- Opening Delimiter -

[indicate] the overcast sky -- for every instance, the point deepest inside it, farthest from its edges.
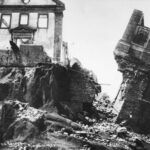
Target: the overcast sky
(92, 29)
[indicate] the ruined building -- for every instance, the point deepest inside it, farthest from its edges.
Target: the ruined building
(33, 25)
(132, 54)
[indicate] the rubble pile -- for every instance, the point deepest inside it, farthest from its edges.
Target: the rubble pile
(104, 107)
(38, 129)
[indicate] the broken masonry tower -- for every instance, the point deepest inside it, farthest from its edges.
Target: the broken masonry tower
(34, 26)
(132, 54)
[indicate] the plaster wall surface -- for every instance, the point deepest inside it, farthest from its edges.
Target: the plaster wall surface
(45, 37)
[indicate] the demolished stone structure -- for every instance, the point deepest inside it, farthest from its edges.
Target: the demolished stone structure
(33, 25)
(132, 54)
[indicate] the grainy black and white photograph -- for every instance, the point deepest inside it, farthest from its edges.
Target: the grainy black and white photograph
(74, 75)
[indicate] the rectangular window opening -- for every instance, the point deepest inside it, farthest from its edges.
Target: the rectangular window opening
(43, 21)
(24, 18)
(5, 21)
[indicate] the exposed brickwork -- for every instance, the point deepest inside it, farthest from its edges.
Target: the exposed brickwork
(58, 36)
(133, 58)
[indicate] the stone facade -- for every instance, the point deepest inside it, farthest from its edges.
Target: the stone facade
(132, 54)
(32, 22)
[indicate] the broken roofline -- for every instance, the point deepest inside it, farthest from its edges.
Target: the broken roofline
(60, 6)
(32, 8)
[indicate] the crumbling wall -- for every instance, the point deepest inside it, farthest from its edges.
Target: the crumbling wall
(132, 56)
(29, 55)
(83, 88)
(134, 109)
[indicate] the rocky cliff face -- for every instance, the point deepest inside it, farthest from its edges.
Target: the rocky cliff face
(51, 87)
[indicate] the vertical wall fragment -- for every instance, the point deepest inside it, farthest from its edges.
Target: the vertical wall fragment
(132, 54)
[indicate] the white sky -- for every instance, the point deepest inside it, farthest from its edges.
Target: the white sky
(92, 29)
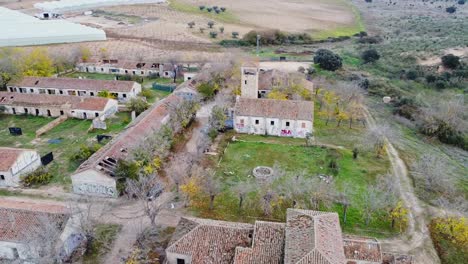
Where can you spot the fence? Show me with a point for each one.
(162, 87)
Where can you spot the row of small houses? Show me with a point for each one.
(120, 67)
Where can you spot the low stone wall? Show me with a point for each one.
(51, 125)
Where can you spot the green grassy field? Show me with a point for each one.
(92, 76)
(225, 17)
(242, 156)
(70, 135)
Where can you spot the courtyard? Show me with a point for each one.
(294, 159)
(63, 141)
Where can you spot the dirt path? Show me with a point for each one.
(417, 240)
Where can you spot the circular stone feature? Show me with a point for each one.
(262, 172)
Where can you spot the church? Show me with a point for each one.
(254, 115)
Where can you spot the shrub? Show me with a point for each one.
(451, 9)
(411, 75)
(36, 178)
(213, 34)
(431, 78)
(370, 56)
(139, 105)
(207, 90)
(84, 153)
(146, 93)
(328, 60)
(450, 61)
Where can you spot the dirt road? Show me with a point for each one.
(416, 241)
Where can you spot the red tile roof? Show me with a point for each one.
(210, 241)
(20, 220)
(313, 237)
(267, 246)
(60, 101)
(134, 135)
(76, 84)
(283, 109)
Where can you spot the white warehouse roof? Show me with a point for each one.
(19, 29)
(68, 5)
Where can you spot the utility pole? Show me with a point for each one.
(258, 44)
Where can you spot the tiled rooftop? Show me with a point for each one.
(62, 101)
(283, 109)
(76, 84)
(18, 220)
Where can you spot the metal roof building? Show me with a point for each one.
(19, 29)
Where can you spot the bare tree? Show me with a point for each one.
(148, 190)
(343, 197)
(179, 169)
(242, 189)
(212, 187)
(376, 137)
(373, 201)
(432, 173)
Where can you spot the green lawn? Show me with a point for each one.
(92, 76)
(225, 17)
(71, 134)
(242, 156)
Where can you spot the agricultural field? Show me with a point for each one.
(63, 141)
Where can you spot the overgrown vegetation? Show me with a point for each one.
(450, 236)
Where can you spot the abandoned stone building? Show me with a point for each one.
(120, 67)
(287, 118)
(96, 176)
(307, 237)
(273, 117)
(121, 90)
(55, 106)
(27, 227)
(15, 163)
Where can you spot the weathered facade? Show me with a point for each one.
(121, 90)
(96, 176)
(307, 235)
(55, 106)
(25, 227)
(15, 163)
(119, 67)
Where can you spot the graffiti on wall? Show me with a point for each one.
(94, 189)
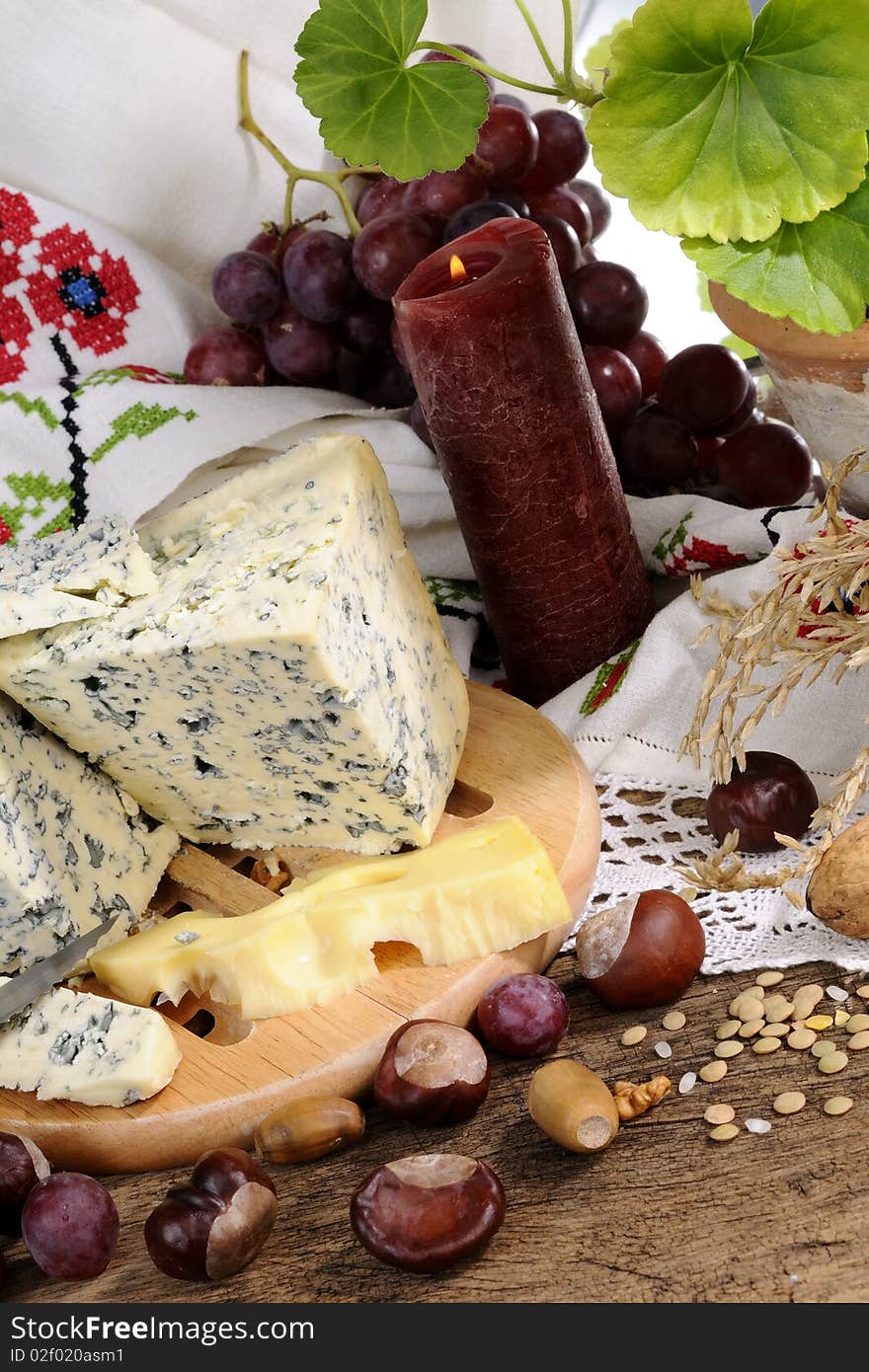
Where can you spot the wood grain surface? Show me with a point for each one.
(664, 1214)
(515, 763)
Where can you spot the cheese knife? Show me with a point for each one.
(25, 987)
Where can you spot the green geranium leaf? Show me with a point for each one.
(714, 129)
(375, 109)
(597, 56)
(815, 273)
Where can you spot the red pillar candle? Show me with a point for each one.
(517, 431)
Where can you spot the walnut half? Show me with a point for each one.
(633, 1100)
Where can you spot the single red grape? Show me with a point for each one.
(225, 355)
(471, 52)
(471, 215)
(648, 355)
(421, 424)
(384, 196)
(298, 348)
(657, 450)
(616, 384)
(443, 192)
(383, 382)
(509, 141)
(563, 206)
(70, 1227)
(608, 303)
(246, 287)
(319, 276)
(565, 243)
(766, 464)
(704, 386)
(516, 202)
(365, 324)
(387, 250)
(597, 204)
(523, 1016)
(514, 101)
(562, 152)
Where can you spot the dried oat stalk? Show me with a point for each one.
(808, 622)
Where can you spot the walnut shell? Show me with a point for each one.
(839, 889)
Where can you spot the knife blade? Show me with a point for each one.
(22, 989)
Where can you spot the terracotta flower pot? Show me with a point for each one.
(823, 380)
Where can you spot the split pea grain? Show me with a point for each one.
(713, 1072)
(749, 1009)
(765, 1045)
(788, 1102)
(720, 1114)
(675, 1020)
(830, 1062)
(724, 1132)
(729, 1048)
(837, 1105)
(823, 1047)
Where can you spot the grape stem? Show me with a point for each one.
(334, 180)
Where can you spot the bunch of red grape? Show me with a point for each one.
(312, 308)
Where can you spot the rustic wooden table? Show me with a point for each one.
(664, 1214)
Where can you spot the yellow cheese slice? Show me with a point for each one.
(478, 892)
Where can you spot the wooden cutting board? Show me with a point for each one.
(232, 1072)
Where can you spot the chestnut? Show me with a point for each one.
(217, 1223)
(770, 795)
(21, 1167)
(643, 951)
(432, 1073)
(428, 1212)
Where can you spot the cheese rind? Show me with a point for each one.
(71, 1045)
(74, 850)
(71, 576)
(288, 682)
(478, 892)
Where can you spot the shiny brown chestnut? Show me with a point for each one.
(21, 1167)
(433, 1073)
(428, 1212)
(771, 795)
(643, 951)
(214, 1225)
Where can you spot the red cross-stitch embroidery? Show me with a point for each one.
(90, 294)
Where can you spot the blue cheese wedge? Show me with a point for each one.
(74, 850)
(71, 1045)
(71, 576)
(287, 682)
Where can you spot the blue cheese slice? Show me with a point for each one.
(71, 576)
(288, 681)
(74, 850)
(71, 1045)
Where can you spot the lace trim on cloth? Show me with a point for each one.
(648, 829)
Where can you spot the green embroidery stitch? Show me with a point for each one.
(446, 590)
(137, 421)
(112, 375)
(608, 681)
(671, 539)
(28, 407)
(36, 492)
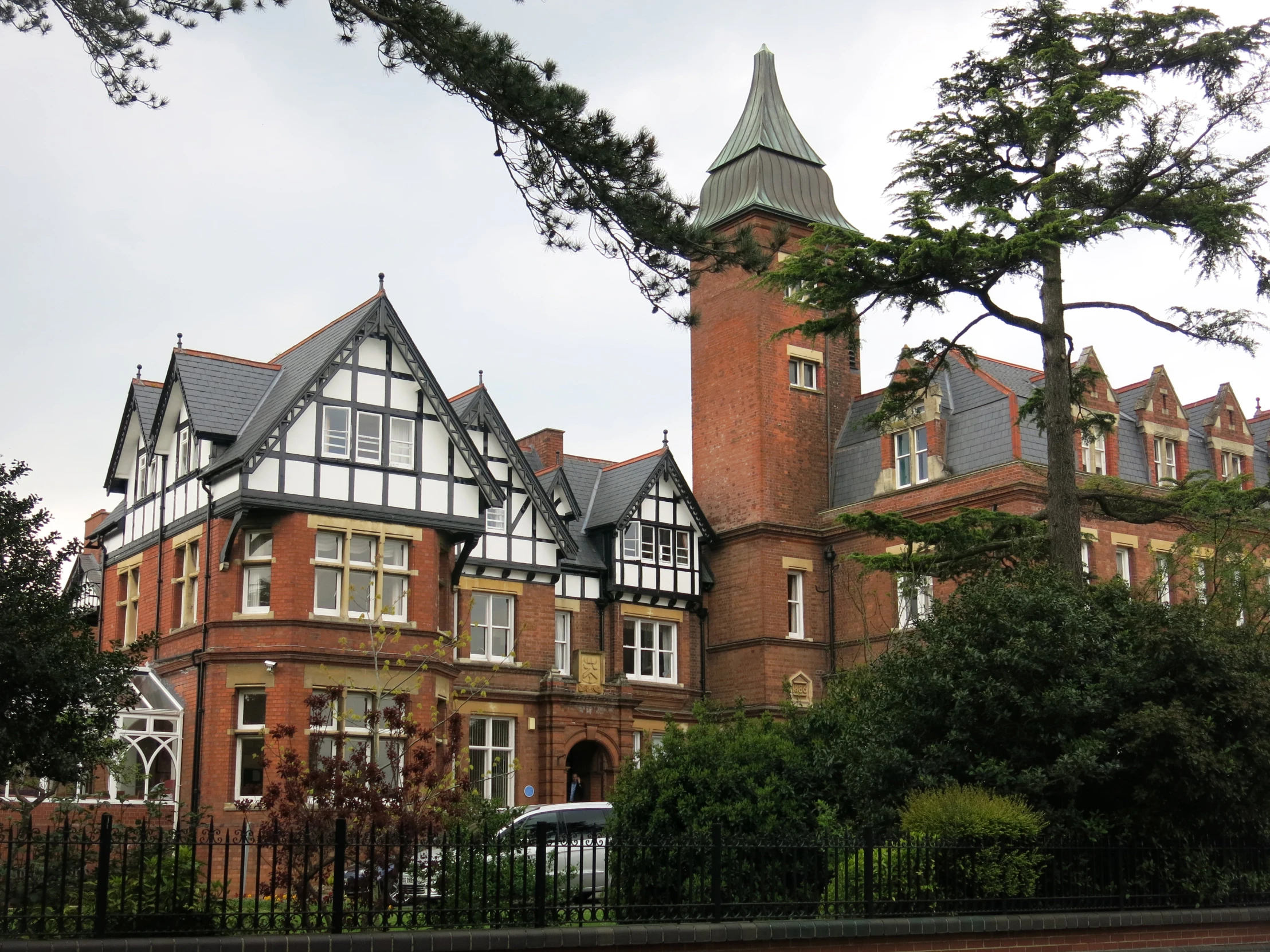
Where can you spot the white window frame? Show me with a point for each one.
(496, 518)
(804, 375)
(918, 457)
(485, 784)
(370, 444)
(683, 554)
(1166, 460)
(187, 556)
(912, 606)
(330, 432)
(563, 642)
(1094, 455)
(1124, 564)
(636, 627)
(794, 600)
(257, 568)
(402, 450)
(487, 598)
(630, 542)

- Closing Delimiter -

The records above need retyping in full. Omit the pictures, and change nothing else.

Written reply
[indicate] the overcast sky -- for every instance, the point deepest inside it, farthest from its edges.
Target: the overcast sky
(92, 29)
[indicate] the ruined building -- for every instance, the point deepest inside it, farthest from its edges.
Target: the ruined building
(33, 25)
(132, 54)
[indicate] the rubble pile -- for every instance, the point deepest inside it, farthest from its edges.
Target: the rubble pile
(104, 107)
(38, 129)
[indicate] the broken masonry tower -- for every instance, the point deepest inside it, farthest from its edges.
Target: the broken masonry tower
(34, 26)
(132, 54)
[indicate] the plaster wall surface -- for every instance, the point deepest inside it, farthest from its edges.
Target: the plaster wall surface
(45, 37)
[indicate] the demolished stone structure -- for every instance, the point deepest inside it, farthest from its edges.
Target: the demolished stone structure
(33, 25)
(132, 54)
[indicate] the grainy black and white photograph -- for every instance, the point deepest inside it, farthest from its edges.
Target: the grainy black and white photograph
(74, 75)
[indicate] the rectangular window opening -- for every instance, the point deepest inside it, farthest from its edges.
Target: the rectangular window opening
(43, 21)
(24, 18)
(5, 21)
[indicate] the exposed brickwork -- for every instance, the point deepest inside it, farthest from its edges.
Target: the exposed brickwork
(58, 36)
(133, 58)
[indicate] the stone facade -- for every instance, the point deepest inside it, farthest from its edges.
Target: the stone facade
(132, 54)
(32, 22)
[indicate] the broken roofline -- for every instance, the point deepest inside it, farthest from its edges.
Target: the broken roofline
(60, 6)
(32, 8)
[indicate] the crumbling wall -- for every instance, the point deepest inside it, farthest from its edges.
Target: the crumbling wall
(132, 56)
(29, 55)
(83, 88)
(134, 109)
[indicate] the rocky cliff face -- for every instance, the point deepest inside it, farthest from its edges.
Target: the rocky cliff face
(51, 87)
[indicate] the vertical wall fragment -- for every instance, the point deepest inside it, farthest from its edges.
Target: the vertical wall fragment
(132, 54)
[indicate] the white sky -- for every instance, the point deepest inside it, farthest from its edges.
Target: the white sky
(92, 29)
Where can you spot the fence? Show me with a point for each one.
(162, 87)
Where can you spot the row of small houses? Show me with a point for each one.
(120, 67)
Where can you spot the low stone wall? Show me with a point for each one.
(51, 125)
Where can you spot the green grassy field? Show me with a point for each one.
(92, 76)
(225, 17)
(242, 156)
(70, 135)
Where can you spot the courtyard? Show me with a point for each one.
(294, 159)
(63, 141)
Where can you spot the dirt path? Show me with a point for each one.
(417, 240)
Where can you spot the circular stone feature? Show me with a point for each one.
(262, 172)
Where can you spot the church? Show me with a point for each one.
(254, 115)
Where can you spot the shrub? Show me with a point for each one.
(451, 9)
(411, 75)
(36, 178)
(213, 34)
(431, 78)
(370, 56)
(139, 105)
(207, 90)
(84, 153)
(146, 93)
(328, 60)
(450, 61)
Where can you spot the dirt road? Show me with a point for each one.
(416, 241)
Where can you spot the red tile roof? Show me with a point for each one.
(210, 241)
(20, 220)
(313, 237)
(267, 246)
(60, 101)
(134, 135)
(76, 84)
(283, 109)
Where can you spot the white warehouse roof? Show me with a point for each one.
(19, 29)
(68, 5)
Where can you spot the utility pole? Show me with a point for each one.
(258, 44)
Where can you spot the tiled rooftop? Show me with a point for each one.
(62, 101)
(283, 109)
(76, 84)
(18, 220)
Where can you spot the metal roof building? Show me with a point for each one.
(19, 29)
Where can you spot the bare tree? Show me with a point for each one.
(148, 190)
(343, 197)
(179, 169)
(242, 189)
(212, 187)
(376, 137)
(373, 201)
(432, 173)
Where can you spot the green lawn? Show me with a point for each one.
(92, 76)
(225, 17)
(71, 134)
(242, 156)
Where can you spot the agricultural field? Show me with a point for each one.
(63, 141)
Where can you spot the overgrown vegetation? Show me with a point for each one.
(450, 236)
Where can you spot the abandoned stone building? Show me with a point for each one.
(120, 67)
(287, 118)
(96, 176)
(307, 237)
(273, 117)
(121, 90)
(55, 106)
(27, 227)
(15, 163)
Where can you spot the weathered facade? Show me with a point for each one.
(121, 90)
(96, 176)
(307, 235)
(55, 106)
(25, 227)
(15, 163)
(119, 67)
Where can you spot the graffiti on wall? Show me with a point for each one.
(94, 189)
Where can you spot the wood grain surface? Show me with a point for each one.
(664, 1214)
(515, 763)
Where can you spot the cheese knife? Show me with a point for each one.
(25, 987)
Where can you spot the green geranium leaf? Show me with a point for each one.
(714, 129)
(375, 109)
(597, 56)
(815, 273)
Where can you spot the red pillar candle? Show me with a point for each one.
(517, 431)
Where can you spot the walnut half? Show me with a point for each one.
(633, 1100)
Where can you spot the single red grape? Show me with a point for each one.
(225, 355)
(471, 52)
(471, 215)
(648, 355)
(421, 424)
(384, 196)
(298, 348)
(657, 450)
(616, 384)
(443, 192)
(383, 382)
(509, 141)
(563, 206)
(70, 1227)
(608, 303)
(246, 287)
(319, 276)
(565, 243)
(766, 464)
(704, 386)
(516, 202)
(365, 324)
(387, 250)
(597, 204)
(523, 1016)
(514, 101)
(562, 152)
Where can you spot the dried oat stalk? Show me with a point for each one.
(808, 622)
Where can you spot the walnut shell? Show me with a point for each one.
(839, 889)
Where can you spot the knife blade? Show me with a point for each one.
(22, 989)
Where can you spot the terracotta flower pot? Show me with a point for each one.
(823, 380)
Where can you spot the split pea grain? Show me with a point for each one.
(713, 1072)
(749, 1009)
(765, 1045)
(788, 1102)
(720, 1114)
(675, 1020)
(830, 1062)
(724, 1132)
(729, 1048)
(837, 1105)
(823, 1047)
Where can you spot the grape stem? Show me with a point for each one.
(334, 180)
Where can you spot the bunch of red grape? Show me with a point for each one.
(312, 308)
Where can you spot the rustic wooden table? Show me with a point for each one.
(664, 1214)
Where can you spot the yellow cheese slice? Show me with a point for each one.
(478, 892)
Where can you spot the wooden cutting board? Show me with a point for each one.
(232, 1072)
Where can you spot the chestnut? Show me with a point for each one.
(217, 1223)
(770, 795)
(21, 1167)
(643, 951)
(432, 1073)
(428, 1212)
Where can you spot the cheese rind? Show me with a point for each one.
(71, 1045)
(74, 850)
(71, 576)
(288, 682)
(478, 892)
Where can you spot the shiny brown chestnut? Show me with a point for each one.
(21, 1167)
(433, 1073)
(428, 1212)
(771, 795)
(643, 951)
(214, 1225)
Where can you spot the red cross-stitch embroidery? Show me with a point for each one.
(90, 294)
Where can you spot the blue cheese wedge? Show me with a point for each one.
(74, 850)
(71, 1045)
(71, 576)
(287, 682)
Where can you spot the blue cheese slice? Show me with a point for each one.
(71, 576)
(288, 681)
(74, 850)
(71, 1045)
Where can you spot the lace trim on cloth? Show me with a point for each one.
(648, 829)
Where can you spot the green embroidery stitch? Show me with a point for each one.
(446, 590)
(137, 421)
(112, 375)
(608, 681)
(671, 539)
(28, 407)
(36, 492)
Where can you spot the white window frame? Show me with a point for each one.
(496, 518)
(804, 375)
(918, 457)
(485, 784)
(370, 444)
(683, 554)
(1166, 460)
(187, 556)
(912, 606)
(330, 432)
(563, 642)
(1094, 455)
(1124, 564)
(636, 627)
(794, 600)
(257, 568)
(402, 450)
(487, 598)
(630, 542)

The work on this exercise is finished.